*Data extracted from a collection:*

....

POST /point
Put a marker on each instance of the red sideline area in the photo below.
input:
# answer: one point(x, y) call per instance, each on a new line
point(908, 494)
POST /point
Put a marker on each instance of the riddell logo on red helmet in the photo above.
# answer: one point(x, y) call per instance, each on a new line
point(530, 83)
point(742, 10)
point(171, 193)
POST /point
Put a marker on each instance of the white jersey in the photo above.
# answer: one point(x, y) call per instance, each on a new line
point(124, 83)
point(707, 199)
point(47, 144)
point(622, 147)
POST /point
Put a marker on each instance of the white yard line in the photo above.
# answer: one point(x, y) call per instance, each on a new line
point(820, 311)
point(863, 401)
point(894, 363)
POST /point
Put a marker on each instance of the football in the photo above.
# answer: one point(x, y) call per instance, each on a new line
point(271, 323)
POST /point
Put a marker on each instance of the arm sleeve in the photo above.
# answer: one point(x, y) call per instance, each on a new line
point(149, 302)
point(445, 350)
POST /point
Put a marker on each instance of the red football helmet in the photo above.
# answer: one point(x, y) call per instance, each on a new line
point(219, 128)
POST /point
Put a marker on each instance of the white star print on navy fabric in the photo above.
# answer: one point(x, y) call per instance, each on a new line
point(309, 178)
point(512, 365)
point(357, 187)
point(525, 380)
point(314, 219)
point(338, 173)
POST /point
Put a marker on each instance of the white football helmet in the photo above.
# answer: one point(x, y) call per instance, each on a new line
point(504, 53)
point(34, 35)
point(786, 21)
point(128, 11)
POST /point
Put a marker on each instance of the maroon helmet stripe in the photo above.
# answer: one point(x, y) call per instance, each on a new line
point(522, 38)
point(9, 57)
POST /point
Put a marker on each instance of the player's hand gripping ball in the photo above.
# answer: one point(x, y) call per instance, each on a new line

....

*PROBLEM DETAILS:* Please output the entire listing exactly as it stands.

*SOLUTION TO THIS TASK:*
POST /point
Put a marker on each instance of the red sideline area in the photo below.
input:
# answer: one point(x, y) call per instance, each on a new line
point(908, 494)
POST /point
Put a marker on each instance of the riddell logo on red helmet in the photo above.
# answer: one point(x, y) call per instance, each on a new line
point(530, 83)
point(742, 10)
point(171, 193)
POST /point
Put a marker on each instance of the white jersey in the photo above.
# answer: one point(x, y) call per instance, each on a new line
point(124, 83)
point(707, 199)
point(47, 144)
point(622, 147)
POST /point
Put a marker on each instance of the white yard line in the photo above.
# answer: one point(x, y) call per instance, each on a new line
point(820, 311)
point(863, 401)
point(894, 363)
POST /point
Put a marker on each instance of the football in the photo above.
# answer: one point(x, y) call per instance, each on a new line
point(271, 323)
POST /point
Put a marker on each instance of the arm sleeve in the photo above.
# answer: one point(x, y) call per instance, each on a new line
point(149, 302)
point(445, 350)
POST /point
Put a marker on each instance of the red football helmet in the photo above.
# answer: one point(x, y) call per instance, each on a new line
point(219, 128)
POST /point
Put a marker on each instance of the white star print on navy fabric in the photo above.
# answer: one point(x, y) call per instance, each on a new line
point(309, 178)
point(512, 365)
point(357, 187)
point(525, 380)
point(314, 219)
point(338, 173)
POST /point
Put a marker on each instance of the white football helmet in the photo above.
# answer: one point(x, y) call per instance, each on a new line
point(504, 53)
point(34, 35)
point(786, 21)
point(128, 11)
POST /point
Put a marker on each instance of the maroon helmet stripe in the photo above.
# answer: one point(x, y) call per instance, each on a new line
point(522, 38)
point(9, 57)
POST /point
Put a marker on each instance of the player's hand gripping ball in the photo above.
# answer: one point(x, y) call per instance, each on a new line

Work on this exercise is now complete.